▸ **Data shown**:
▬▬▬▬▬▬▬▬▬▬
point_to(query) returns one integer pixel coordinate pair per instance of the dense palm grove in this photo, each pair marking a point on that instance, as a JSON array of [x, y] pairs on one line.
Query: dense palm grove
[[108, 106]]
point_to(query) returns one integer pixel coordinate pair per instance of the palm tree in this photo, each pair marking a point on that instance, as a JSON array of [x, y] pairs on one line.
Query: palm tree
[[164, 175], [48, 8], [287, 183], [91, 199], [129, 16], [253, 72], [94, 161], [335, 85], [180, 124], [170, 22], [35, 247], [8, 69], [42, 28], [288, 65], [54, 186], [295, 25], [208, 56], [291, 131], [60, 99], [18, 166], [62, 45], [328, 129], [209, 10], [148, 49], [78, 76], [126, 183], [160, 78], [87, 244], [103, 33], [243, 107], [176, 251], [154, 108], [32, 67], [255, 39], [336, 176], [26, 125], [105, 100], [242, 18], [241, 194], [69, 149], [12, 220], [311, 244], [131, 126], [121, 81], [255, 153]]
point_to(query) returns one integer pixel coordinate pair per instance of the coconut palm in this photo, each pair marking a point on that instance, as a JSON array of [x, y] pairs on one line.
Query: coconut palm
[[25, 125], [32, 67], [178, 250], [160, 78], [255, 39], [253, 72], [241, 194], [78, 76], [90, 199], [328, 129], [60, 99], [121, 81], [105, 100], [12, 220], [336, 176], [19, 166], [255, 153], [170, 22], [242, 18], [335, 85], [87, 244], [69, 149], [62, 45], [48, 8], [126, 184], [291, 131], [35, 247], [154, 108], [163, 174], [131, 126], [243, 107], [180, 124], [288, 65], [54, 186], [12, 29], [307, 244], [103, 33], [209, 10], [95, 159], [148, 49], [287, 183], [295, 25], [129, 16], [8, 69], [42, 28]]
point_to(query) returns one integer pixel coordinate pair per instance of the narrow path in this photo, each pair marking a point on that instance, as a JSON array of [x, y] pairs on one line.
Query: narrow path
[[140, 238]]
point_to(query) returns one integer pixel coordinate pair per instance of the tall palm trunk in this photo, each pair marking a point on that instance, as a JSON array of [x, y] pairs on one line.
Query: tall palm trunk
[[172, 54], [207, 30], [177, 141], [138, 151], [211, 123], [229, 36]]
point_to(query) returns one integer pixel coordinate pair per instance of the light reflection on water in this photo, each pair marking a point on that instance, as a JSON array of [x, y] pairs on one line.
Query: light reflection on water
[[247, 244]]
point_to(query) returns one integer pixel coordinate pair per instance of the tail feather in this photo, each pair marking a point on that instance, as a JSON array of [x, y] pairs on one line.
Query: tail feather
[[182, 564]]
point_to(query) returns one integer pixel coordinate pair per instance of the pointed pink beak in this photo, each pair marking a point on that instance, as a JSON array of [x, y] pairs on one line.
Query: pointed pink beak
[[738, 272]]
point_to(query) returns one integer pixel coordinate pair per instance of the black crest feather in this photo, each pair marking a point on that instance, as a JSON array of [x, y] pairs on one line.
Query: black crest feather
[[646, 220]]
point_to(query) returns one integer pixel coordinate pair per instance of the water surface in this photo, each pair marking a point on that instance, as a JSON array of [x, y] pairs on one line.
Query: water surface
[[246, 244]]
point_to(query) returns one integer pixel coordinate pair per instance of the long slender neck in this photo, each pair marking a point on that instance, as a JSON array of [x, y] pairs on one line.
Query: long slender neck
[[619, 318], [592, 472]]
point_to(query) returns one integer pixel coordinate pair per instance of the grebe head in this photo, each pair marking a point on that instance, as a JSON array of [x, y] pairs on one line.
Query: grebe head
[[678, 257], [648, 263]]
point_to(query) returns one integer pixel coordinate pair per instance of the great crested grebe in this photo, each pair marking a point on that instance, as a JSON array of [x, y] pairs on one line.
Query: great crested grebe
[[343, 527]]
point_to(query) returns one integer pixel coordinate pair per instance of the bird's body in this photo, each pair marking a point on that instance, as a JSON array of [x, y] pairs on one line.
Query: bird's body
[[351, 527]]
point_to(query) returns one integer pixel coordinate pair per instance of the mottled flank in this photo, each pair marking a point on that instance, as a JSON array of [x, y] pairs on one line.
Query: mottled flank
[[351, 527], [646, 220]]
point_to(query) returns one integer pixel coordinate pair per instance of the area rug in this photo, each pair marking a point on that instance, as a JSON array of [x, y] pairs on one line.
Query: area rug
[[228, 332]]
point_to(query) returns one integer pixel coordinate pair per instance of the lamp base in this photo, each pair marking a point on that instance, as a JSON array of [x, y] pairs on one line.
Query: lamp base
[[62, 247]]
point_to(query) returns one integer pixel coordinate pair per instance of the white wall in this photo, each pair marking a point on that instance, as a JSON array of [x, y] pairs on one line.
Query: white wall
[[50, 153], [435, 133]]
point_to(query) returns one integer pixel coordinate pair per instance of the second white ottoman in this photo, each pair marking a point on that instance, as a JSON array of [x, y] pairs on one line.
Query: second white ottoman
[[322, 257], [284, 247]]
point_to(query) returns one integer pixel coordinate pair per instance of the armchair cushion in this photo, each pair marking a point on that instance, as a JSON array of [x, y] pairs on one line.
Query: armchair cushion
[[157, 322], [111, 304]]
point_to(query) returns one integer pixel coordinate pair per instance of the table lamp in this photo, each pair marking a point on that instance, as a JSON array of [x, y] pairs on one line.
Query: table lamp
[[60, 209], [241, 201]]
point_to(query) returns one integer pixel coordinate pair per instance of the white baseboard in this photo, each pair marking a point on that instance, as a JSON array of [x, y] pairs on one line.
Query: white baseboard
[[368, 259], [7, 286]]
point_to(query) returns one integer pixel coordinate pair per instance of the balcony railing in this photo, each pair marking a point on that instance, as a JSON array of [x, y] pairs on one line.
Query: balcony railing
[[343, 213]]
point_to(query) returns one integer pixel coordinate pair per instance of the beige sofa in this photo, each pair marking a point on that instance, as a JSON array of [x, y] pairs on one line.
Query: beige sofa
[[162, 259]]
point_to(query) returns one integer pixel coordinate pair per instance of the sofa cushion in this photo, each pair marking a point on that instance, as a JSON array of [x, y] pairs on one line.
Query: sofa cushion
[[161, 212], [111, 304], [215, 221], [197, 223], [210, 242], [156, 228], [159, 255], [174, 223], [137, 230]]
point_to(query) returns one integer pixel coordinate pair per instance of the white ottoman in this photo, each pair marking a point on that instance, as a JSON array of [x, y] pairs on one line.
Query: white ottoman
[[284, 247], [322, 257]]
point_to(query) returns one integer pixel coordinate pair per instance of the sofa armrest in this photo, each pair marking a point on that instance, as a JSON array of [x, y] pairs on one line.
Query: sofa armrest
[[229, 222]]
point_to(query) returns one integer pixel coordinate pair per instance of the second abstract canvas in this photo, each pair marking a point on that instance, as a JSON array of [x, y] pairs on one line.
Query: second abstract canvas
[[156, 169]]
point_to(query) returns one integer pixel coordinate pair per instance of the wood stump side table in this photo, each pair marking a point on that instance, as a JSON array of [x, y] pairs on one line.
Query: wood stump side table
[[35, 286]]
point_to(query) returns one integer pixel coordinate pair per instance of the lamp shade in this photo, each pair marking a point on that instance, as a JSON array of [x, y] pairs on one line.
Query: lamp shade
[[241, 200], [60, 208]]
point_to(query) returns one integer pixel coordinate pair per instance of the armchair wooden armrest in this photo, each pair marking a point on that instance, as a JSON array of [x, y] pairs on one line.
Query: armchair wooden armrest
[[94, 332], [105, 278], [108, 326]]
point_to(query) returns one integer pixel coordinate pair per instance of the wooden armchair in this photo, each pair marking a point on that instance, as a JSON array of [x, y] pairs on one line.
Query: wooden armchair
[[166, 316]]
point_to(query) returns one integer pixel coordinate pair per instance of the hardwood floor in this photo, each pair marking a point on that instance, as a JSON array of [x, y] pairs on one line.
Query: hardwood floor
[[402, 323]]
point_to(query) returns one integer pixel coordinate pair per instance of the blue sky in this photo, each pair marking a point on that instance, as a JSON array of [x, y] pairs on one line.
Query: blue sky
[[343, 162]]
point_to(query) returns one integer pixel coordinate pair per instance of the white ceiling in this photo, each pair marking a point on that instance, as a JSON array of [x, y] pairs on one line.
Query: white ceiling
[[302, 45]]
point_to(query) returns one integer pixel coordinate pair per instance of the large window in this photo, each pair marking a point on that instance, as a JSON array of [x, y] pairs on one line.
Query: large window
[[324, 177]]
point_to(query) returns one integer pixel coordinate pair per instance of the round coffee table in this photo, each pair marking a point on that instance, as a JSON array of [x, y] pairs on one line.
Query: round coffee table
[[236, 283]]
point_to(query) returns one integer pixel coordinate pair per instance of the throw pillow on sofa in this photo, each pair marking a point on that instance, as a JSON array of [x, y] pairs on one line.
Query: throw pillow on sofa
▬▬▬▬▬▬▬▬▬▬
▸ **Task brief**:
Reproduce the records word for word, beginning at the line that contains "of the beige" and stopping after the line that contains "223], [137, 230]]".

▸ **Task result**:
point_to(query) returns one integer pixel coordinate pair per instance of the beige sofa in this photo, each pair marking a point on that instance, as a JSON array of [x, y] pairs on one line.
Query: beige sofa
[[162, 259]]
point_to(query) returns one integer pixel coordinate pair per instance of the sofa cushion in this photo, each pair marking a point on that instance, as a JSON array of [x, y] pairs on one line.
Query: sofa cushion
[[161, 212], [111, 304], [215, 221], [197, 223], [210, 242], [156, 228], [159, 255], [174, 223], [137, 230]]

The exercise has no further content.